**Task goal**
Whatever follows the line containing "Can you find the yellow" in the listing below should be printed exactly, along with that line itself.

#### Provided information

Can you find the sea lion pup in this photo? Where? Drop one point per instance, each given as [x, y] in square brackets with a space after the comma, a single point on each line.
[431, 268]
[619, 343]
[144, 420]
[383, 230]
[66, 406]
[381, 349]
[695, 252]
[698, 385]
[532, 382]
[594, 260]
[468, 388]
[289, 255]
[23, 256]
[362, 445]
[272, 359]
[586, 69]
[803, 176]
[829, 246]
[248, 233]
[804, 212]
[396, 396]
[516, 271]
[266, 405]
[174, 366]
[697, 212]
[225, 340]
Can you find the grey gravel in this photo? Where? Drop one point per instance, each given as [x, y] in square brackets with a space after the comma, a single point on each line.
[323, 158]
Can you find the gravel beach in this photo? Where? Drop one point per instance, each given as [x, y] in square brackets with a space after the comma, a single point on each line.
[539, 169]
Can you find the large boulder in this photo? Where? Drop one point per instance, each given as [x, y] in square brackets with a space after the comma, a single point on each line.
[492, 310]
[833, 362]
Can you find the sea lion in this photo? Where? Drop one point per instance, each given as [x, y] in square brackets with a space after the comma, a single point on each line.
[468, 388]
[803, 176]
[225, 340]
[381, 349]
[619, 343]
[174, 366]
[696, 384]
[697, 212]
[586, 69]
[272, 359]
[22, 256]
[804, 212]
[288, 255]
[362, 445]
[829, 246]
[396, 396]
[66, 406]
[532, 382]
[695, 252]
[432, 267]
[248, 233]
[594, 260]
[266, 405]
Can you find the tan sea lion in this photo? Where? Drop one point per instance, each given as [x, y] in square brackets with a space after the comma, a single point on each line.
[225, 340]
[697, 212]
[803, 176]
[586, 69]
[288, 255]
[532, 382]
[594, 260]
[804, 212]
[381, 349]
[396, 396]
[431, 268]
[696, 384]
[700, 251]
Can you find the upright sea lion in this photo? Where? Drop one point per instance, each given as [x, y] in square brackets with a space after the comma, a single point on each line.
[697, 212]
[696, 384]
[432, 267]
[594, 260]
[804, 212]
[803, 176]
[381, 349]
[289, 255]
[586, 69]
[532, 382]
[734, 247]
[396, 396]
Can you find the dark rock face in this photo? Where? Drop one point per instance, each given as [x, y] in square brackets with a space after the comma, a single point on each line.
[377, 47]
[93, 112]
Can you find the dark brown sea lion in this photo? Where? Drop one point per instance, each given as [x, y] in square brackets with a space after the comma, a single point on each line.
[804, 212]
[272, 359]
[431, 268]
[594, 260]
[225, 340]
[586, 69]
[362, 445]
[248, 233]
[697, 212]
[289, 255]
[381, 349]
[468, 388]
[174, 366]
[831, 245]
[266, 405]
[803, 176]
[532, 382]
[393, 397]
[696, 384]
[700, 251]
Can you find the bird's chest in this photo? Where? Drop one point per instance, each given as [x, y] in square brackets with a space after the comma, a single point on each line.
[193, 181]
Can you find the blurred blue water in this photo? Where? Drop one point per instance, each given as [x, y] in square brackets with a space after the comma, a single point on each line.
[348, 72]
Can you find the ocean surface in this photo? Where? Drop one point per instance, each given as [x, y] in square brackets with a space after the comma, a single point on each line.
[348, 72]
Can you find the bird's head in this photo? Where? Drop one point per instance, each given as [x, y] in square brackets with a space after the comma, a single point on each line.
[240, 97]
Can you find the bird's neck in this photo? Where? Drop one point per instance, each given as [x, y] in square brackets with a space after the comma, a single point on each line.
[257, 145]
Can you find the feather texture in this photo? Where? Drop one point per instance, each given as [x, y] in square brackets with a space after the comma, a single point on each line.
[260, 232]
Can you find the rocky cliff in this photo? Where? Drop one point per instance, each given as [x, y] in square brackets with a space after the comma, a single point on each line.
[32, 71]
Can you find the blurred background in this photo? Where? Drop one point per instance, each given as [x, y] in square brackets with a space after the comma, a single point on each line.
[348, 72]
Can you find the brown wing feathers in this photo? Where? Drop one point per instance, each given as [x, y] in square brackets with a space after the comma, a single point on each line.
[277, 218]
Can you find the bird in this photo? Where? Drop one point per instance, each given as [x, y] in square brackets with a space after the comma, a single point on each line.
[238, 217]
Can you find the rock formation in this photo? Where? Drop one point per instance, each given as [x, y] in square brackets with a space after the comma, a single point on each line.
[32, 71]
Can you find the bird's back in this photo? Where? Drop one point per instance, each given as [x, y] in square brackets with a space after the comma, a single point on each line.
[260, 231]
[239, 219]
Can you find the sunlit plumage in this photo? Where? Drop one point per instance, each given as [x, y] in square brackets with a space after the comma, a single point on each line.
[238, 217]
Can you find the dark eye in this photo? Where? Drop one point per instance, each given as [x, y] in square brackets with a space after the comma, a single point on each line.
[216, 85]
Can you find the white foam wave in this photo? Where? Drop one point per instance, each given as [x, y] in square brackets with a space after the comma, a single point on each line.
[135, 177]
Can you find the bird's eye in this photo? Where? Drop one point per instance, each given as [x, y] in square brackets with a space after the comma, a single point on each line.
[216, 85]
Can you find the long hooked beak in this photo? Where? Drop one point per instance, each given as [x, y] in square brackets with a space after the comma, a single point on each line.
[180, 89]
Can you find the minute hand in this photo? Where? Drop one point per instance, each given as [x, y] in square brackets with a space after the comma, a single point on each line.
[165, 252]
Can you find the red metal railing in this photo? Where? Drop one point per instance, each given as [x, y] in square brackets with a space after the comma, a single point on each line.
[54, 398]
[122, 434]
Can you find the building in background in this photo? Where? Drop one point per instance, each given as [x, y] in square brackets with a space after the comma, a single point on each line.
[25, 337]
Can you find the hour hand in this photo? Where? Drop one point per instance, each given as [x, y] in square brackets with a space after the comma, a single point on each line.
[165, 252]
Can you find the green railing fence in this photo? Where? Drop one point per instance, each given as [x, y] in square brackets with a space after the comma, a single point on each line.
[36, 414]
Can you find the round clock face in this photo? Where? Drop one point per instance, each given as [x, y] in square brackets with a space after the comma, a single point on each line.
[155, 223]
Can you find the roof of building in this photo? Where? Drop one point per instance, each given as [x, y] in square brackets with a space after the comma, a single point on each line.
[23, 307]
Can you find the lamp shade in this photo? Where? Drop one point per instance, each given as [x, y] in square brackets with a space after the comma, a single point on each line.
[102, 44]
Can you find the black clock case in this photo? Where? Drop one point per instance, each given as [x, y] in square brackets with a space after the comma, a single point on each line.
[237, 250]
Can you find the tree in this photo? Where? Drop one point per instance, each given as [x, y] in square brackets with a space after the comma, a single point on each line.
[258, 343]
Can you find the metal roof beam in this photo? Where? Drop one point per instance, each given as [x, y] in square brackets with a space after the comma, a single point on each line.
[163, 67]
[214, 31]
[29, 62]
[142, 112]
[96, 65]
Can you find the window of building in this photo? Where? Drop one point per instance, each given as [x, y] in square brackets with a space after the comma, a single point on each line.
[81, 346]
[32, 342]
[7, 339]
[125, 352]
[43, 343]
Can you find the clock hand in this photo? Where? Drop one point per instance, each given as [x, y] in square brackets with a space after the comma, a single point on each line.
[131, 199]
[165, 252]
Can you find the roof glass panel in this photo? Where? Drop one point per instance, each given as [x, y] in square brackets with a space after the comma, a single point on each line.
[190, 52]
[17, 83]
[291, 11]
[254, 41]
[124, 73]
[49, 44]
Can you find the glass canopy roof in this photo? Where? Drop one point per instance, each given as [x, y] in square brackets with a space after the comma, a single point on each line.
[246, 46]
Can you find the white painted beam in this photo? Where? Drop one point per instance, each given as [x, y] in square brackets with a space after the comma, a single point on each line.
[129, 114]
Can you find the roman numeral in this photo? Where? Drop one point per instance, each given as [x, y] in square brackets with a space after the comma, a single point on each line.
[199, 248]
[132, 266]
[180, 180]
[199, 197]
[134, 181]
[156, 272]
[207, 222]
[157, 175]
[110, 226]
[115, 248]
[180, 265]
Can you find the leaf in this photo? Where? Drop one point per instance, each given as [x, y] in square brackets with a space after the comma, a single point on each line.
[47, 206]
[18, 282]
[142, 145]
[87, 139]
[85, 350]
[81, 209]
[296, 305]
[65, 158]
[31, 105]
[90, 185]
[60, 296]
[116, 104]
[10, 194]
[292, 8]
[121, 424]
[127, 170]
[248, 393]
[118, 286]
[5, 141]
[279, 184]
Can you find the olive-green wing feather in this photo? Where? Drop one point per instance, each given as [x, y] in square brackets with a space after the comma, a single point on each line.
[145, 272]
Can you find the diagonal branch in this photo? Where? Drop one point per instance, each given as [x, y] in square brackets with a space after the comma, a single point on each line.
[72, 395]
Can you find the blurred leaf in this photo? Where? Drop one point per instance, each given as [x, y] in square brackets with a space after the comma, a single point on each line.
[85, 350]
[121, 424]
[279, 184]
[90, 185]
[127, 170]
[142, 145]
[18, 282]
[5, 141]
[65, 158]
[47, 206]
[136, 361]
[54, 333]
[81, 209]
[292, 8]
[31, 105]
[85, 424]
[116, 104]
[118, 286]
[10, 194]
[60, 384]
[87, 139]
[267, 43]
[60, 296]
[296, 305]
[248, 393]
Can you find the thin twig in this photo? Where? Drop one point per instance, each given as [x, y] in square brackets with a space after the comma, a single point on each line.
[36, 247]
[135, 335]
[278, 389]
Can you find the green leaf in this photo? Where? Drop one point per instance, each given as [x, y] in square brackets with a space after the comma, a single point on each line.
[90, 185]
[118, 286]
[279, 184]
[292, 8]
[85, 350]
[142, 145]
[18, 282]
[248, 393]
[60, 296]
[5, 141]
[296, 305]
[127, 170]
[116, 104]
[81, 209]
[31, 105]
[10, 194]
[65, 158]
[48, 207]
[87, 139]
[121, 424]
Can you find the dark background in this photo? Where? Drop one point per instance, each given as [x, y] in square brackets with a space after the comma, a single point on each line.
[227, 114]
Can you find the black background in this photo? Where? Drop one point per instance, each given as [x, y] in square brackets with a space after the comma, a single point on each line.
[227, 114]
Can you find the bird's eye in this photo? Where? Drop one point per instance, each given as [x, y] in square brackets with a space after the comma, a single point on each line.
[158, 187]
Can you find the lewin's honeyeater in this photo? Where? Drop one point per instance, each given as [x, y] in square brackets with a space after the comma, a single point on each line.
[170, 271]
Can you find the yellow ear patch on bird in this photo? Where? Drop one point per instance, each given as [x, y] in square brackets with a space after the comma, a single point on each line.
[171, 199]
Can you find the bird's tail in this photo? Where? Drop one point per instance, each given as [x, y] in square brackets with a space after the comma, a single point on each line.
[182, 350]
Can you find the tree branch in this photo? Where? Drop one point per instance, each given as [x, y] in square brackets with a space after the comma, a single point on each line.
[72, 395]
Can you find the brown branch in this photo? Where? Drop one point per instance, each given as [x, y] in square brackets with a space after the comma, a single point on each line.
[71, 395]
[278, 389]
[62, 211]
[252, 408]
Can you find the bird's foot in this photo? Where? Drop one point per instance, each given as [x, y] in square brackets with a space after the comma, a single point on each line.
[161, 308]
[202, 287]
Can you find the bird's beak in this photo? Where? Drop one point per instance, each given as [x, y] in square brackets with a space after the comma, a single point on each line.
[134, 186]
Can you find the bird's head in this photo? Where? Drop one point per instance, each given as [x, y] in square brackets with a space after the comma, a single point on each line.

########

**Your solution**
Can you find the yellow ear patch on bird in this photo? Where? Drop one point per instance, each given as [x, y] in square brackets with a space after the comma, a single point on each line.
[171, 199]
Can you find the bird's tail in this photo? Where? Drop one point per instance, each given as [x, y] in square brackets with a space after the comma, a single point on each line.
[182, 350]
Can you find the tree branch in this photo? Where? Drop one point per instance, each given as [x, y] in square brackets with a space after the comma, a single point on each line.
[72, 395]
Can you find the brown branch in this photo? Where? Drop one point per instance, each given as [x, y] in square brackets with a space after the comma, a single point on each line.
[71, 395]
[278, 389]
[62, 211]
[252, 408]
Can you find the bird's foot in this photo? Where? Drop one point per instance, each given as [x, y] in square brackets with a space after the comma, a single point on each line.
[161, 308]
[202, 287]
Can you find the bird's beak in this photo? Where? Drop one point per instance, each given as [x, y] in square brackets with a space after the comma, a single point on each line.
[134, 186]
Can you find the bird's head in this photo? Where? Drop one point per instance, each given as [x, y] in square brackets with a space after the comma, a single point on each line.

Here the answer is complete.